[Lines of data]
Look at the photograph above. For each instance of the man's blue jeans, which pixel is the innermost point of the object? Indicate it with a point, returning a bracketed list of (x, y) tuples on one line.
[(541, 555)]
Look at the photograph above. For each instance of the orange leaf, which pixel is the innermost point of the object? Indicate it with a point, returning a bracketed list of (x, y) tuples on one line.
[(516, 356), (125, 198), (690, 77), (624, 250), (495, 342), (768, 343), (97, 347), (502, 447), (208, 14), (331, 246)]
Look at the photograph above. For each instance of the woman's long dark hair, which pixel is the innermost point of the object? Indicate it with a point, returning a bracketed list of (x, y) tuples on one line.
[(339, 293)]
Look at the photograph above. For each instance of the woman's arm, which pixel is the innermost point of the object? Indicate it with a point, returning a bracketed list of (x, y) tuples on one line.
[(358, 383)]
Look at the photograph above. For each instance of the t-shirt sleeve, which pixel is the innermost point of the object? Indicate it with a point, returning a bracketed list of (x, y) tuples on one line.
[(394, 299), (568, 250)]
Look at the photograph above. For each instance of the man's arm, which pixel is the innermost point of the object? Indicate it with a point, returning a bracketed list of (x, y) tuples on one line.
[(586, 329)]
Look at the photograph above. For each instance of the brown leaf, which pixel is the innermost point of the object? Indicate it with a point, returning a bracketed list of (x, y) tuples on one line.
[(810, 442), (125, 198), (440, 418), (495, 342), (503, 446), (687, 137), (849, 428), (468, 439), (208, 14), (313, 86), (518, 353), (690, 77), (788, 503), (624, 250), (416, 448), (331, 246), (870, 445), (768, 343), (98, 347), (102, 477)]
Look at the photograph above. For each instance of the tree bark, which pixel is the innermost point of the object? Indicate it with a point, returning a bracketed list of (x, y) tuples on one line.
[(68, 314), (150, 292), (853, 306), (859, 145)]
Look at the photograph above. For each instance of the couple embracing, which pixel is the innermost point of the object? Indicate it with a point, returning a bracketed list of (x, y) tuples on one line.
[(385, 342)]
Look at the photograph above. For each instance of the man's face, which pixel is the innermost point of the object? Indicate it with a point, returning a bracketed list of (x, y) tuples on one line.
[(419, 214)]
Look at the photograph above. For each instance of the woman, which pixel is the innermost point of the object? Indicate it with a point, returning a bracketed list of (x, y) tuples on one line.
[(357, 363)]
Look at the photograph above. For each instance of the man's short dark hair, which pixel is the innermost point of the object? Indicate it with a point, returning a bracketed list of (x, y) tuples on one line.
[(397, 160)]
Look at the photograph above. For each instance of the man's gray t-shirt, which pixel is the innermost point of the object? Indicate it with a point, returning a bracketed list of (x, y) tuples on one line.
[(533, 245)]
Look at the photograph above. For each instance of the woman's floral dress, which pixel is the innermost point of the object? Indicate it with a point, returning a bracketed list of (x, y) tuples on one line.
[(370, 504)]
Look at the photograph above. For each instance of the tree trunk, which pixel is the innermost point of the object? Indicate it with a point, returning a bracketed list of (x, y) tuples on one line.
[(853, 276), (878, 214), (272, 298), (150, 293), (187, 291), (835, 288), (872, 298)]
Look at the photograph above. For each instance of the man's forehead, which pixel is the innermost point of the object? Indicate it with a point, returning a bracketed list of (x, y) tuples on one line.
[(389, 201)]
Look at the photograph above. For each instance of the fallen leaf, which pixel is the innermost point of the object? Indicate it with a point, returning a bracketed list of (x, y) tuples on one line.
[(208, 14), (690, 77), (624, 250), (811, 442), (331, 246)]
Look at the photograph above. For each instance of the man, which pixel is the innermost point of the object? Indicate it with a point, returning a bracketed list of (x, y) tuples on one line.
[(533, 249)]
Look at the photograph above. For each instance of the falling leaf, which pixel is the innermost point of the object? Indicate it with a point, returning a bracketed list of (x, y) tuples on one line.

§ **What to do**
Please put the lines above into a numbered list, leaving out any blank lines.

§ **Written solution**
1. Look at the photograph above. For each instance of the man's blue jeans, which pixel is the innermost point of the object? Indicate it with a point, returning a bracketed list of (x, y) tuples on one line.
2. [(541, 555)]
3. Look at the photograph above. For each instance of the orange leaf, which pixel is the innermost point of the object? Indicate it with a point, returning a bracketed list of (x, y) tuples on one line.
4. [(516, 356), (125, 198), (690, 77), (624, 250), (495, 342), (768, 343), (97, 347), (502, 447), (208, 14), (331, 246)]
5. Look at the photograph above. For each instance of the woman's long dark hair, which pixel is the innermost point of the object? Indicate it with a point, returning a bracketed list of (x, y) tuples on one line.
6. [(339, 293)]
7. Look at the photograph above. For each instance of the woman's arm, which pixel is the innermost point of the object? Indicate it with a point, returning a bracketed list of (x, y) tuples on one line.
8. [(358, 383)]
9. Look at the photograph above. For each instance of the t-shirt sleeve, which pixel is the innermost point of the object? Indicate it with a point, returning a bracketed list of (x, y) tuples on one line.
10. [(394, 299), (568, 250)]
11. Look at the photograph above. For each instance of the man's arm, which pixel is the innermost point of the object? Indicate it with a point, returning a bracketed list of (x, y) tuples on one line.
12. [(586, 329)]
13. Look at the photograph above. For each instance of the brown leaf, which pixel is the innermost point of the object? Indicate it with a point, returning a bracketed list of (x, y) tuples on one line.
14. [(810, 442), (125, 198), (440, 418), (495, 342), (503, 446), (687, 137), (849, 428), (468, 439), (208, 14), (313, 86), (518, 353), (690, 77), (788, 503), (624, 250), (416, 448), (331, 246), (870, 445), (768, 343), (98, 347), (102, 477)]
15. Look at the photograph above. For each instance of the tree bark, which pixel is the innermost point of the object? Indicate it with a point, returning a bracketed list of (x, y) tuples on one line.
16. [(68, 314), (150, 292), (853, 306), (859, 145)]
17. Look at the photograph above. For each instance of the couple embracing, which pixel is the innermost point of the object? Indicate it with a point, returning a bracketed list of (x, y) tuples on one line.
18. [(385, 342)]
19. Look at the photograph above. For each instance of the man's face, which pixel is the innermost point of the object? Indicate it with a point, returning a bracketed list of (x, y) tuples on one line.
20. [(419, 214)]
21. Look at the photograph above. For each instance of the woman, which pixel is the innermost point of the object? Indicate it with a point, returning a bracketed list of (x, y) tuples on one line.
22. [(357, 363)]
23. Look at the photograph above. For each instance of the man's short dark hair, which pixel is the innermost point of the object? Indicate it with a point, returning a bracketed list of (x, y) tuples on one line.
24. [(397, 160)]
25. Look at the photograph above. For each instance of the man's gray t-shirt, which pixel is the innermost point of the object? Indicate it with a point, returning a bracketed list of (x, y) tuples on one line.
26. [(533, 245)]
27. Look at the photograph above. For each instance of the woman's floral dress, which pixel is the innermost point of the object? Indicate it with a point, returning a bracketed list of (x, y) tuples on one line.
28. [(370, 504)]
29. Look at the photograph above. For each instance of the tree trunk, which pixel is the innermost point of the object? Indicate it with a point, returning a bracketed list of (x, y) tuples on one line.
30. [(853, 276), (878, 214), (272, 298), (150, 293), (187, 291), (835, 288), (872, 298)]
31. Look at the photograph above. For each instance of the man's forehead, which pixel is the innermost point of the object? Indicate it with a point, returning a bracketed list of (x, y) tuples on one line.
32. [(389, 201)]
33. Look at the photograph above. For each instance of the fallen leaf, which pixel is the innermost point of the object? Indicate it with a point, returning a bracketed list of (x, y) tuples on one line.
34. [(208, 14), (690, 77), (624, 250), (811, 442), (331, 246)]
35. Look at the photograph above. For each instance of the man, which pixel is the innermost point of the object? Indicate it with a point, returning a bracketed list of (x, y) tuples on one line.
36. [(533, 249)]
37. Look at the photograph above. For each instance of the falling leaf, which pixel is the innermost point of the object? Indicate it with a point, returning a bracketed list of (x, y) tuples on one line.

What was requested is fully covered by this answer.